Stored entries:
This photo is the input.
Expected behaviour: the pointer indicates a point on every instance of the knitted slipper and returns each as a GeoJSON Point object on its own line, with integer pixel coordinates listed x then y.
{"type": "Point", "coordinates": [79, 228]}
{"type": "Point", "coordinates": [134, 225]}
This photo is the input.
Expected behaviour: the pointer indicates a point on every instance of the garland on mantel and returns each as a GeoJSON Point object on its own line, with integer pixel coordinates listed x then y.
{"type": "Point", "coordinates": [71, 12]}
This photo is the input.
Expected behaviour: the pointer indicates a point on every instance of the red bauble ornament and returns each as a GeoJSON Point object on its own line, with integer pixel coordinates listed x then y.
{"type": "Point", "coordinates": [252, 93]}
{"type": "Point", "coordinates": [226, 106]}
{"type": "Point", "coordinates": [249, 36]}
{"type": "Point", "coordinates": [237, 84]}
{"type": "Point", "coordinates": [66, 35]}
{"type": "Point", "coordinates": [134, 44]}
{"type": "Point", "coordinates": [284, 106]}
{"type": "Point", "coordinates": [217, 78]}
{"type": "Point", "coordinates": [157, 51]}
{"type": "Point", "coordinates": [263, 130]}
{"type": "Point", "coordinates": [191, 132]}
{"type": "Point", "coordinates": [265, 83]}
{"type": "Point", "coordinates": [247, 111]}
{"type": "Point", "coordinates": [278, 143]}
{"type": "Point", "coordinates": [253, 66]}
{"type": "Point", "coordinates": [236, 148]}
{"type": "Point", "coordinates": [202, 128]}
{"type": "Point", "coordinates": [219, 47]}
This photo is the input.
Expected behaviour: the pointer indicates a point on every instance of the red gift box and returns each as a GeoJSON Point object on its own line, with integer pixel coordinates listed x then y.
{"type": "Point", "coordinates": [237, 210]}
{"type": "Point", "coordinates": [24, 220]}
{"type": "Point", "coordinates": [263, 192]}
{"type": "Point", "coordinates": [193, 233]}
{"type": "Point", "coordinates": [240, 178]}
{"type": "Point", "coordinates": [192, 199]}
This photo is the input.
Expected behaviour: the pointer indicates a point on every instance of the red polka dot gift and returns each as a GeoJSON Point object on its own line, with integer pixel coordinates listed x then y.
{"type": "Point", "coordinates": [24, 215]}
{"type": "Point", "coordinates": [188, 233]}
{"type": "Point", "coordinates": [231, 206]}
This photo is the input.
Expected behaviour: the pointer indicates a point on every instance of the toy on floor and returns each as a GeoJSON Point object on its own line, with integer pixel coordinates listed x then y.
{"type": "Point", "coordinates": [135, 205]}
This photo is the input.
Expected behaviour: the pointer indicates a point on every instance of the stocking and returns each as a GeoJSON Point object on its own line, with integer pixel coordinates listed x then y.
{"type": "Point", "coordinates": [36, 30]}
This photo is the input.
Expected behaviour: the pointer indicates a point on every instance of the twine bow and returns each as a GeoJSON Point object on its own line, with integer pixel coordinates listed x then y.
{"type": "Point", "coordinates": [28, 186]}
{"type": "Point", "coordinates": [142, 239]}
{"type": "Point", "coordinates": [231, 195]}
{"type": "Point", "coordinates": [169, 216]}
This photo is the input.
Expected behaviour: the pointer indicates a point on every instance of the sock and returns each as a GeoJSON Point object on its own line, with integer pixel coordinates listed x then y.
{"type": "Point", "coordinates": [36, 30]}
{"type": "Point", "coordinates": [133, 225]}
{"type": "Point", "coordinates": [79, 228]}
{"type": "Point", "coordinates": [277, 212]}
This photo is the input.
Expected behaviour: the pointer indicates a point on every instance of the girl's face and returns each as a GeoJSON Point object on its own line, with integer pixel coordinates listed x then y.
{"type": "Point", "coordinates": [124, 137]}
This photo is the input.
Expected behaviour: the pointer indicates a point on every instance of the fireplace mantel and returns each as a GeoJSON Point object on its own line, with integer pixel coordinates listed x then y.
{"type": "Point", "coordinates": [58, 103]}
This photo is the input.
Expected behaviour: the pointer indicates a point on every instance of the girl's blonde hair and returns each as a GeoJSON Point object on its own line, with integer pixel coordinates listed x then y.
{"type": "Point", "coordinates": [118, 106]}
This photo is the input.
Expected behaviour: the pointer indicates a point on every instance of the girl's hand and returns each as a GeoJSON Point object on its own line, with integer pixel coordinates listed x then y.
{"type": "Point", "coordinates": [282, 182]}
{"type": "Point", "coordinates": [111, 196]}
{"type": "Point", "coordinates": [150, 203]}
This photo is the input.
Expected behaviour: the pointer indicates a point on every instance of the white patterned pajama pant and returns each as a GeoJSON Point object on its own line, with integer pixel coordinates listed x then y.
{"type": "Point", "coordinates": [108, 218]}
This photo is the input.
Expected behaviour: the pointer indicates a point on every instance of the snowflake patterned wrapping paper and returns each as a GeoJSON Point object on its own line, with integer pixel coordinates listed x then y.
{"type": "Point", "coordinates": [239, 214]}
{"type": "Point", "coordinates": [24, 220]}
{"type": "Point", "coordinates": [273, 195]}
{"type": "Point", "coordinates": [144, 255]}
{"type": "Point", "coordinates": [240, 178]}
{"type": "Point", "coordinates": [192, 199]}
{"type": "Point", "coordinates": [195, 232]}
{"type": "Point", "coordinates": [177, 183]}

Exercise: Transcribe all lines as written.

Complete output:
This photo is the input.
Expected behaviour: the pointer indicates a point on every instance of the knitted slipper and returns each as a GeoJSON Point object on its own line, with integer pixel coordinates listed x then y.
{"type": "Point", "coordinates": [79, 228]}
{"type": "Point", "coordinates": [134, 225]}
This photo is the input.
Expected behaviour: the pointer indicates a point on every instance of the garland on mantel and returns each as a GeoJSON Point object on its own line, with integer pixel coordinates listed x then y.
{"type": "Point", "coordinates": [71, 12]}
This photo is the input.
Expected behaviour: the pointer indicates a point on every instance of the red bauble ornament and returns each as a GeoJSON Point object on its own line, with integer pixel coordinates listed x then y.
{"type": "Point", "coordinates": [252, 93]}
{"type": "Point", "coordinates": [226, 106]}
{"type": "Point", "coordinates": [249, 36]}
{"type": "Point", "coordinates": [237, 84]}
{"type": "Point", "coordinates": [66, 35]}
{"type": "Point", "coordinates": [134, 44]}
{"type": "Point", "coordinates": [284, 106]}
{"type": "Point", "coordinates": [217, 78]}
{"type": "Point", "coordinates": [157, 51]}
{"type": "Point", "coordinates": [263, 130]}
{"type": "Point", "coordinates": [191, 132]}
{"type": "Point", "coordinates": [265, 83]}
{"type": "Point", "coordinates": [247, 111]}
{"type": "Point", "coordinates": [278, 143]}
{"type": "Point", "coordinates": [253, 66]}
{"type": "Point", "coordinates": [236, 148]}
{"type": "Point", "coordinates": [202, 128]}
{"type": "Point", "coordinates": [219, 47]}
This photo is the input.
Expected behaviour: the pointer indicates a point on every instance of the red gift box and returns each as a GeoJSON Point object on its own line, with integer pixel coordinates listed x then y.
{"type": "Point", "coordinates": [237, 210]}
{"type": "Point", "coordinates": [24, 220]}
{"type": "Point", "coordinates": [263, 192]}
{"type": "Point", "coordinates": [193, 233]}
{"type": "Point", "coordinates": [240, 178]}
{"type": "Point", "coordinates": [192, 199]}
This photo is the input.
Expected behaviour: the pointer indicates a point on every instance of the red polka dot gift and returns each as a GeoJSON Point object on its own line, with integer pixel coordinates listed x then y.
{"type": "Point", "coordinates": [24, 215]}
{"type": "Point", "coordinates": [188, 233]}
{"type": "Point", "coordinates": [231, 206]}
This photo is the input.
Expected behaviour: the pointer indicates a point on every instance of the toy on floor and returns each as a GeoJSON Point object on its own line, with integer pixel coordinates listed x then y.
{"type": "Point", "coordinates": [135, 205]}
This photo is the input.
Expected behaviour: the pointer indicates a point on every instance of the stocking and returns each as a GeoJSON Point object on its own line, with integer pixel coordinates listed x then y.
{"type": "Point", "coordinates": [36, 30]}
This photo is the input.
Expected behaviour: the pointer indicates a point on every instance of the twine bow and returns each as a GeoJSON Point object on its own line, with integer pixel coordinates listed x then y.
{"type": "Point", "coordinates": [28, 186]}
{"type": "Point", "coordinates": [142, 239]}
{"type": "Point", "coordinates": [231, 195]}
{"type": "Point", "coordinates": [169, 216]}
This photo is the input.
Expected behaviour: the pointer indicates a point on every instance of the sock and returns each as a GeoJSON Point object on its own line, with integer pixel coordinates listed x then y.
{"type": "Point", "coordinates": [36, 30]}
{"type": "Point", "coordinates": [133, 225]}
{"type": "Point", "coordinates": [79, 228]}
{"type": "Point", "coordinates": [277, 212]}
This photo is the input.
Expected behaviour: the pointer indicates a point on every instance of the girl's face and returns each as a GeoJSON Point object on its own line, with integer pixel coordinates listed x then y.
{"type": "Point", "coordinates": [124, 137]}
This photo is the input.
Expected behaviour: the pointer indicates a point on every instance of the fireplace mantel and returns each as a GeoJSON Point object on its own line, with integer pixel coordinates listed x then y.
{"type": "Point", "coordinates": [58, 103]}
This photo is the input.
Expected behaviour: the pointer indicates a point on every instance of the girl's blonde hair and returns each as a GeoJSON Point object on its own line, with integer pixel coordinates listed x then y.
{"type": "Point", "coordinates": [118, 106]}
This photo is the input.
Expected behaviour: the pointer indicates a point on every instance of the girl's hand and returns each as a GeoJSON Point object on its own line, with integer pixel coordinates listed x then y.
{"type": "Point", "coordinates": [282, 182]}
{"type": "Point", "coordinates": [111, 196]}
{"type": "Point", "coordinates": [150, 203]}
This photo is the input.
Expected behaviour: the pointer indicates a point on every instance of the white patterned pajama pant and returns each as a GeoJSON Point object on its own line, with integer pixel coordinates listed x then y.
{"type": "Point", "coordinates": [108, 218]}
This photo is the input.
Expected behaviour: the pointer indicates a point on every instance of the snowflake patterned wrapping paper and returns each as a GeoJSON Point object on its own line, with integer pixel coordinates listed x then y.
{"type": "Point", "coordinates": [239, 214]}
{"type": "Point", "coordinates": [24, 220]}
{"type": "Point", "coordinates": [273, 195]}
{"type": "Point", "coordinates": [144, 255]}
{"type": "Point", "coordinates": [240, 178]}
{"type": "Point", "coordinates": [192, 199]}
{"type": "Point", "coordinates": [195, 232]}
{"type": "Point", "coordinates": [177, 183]}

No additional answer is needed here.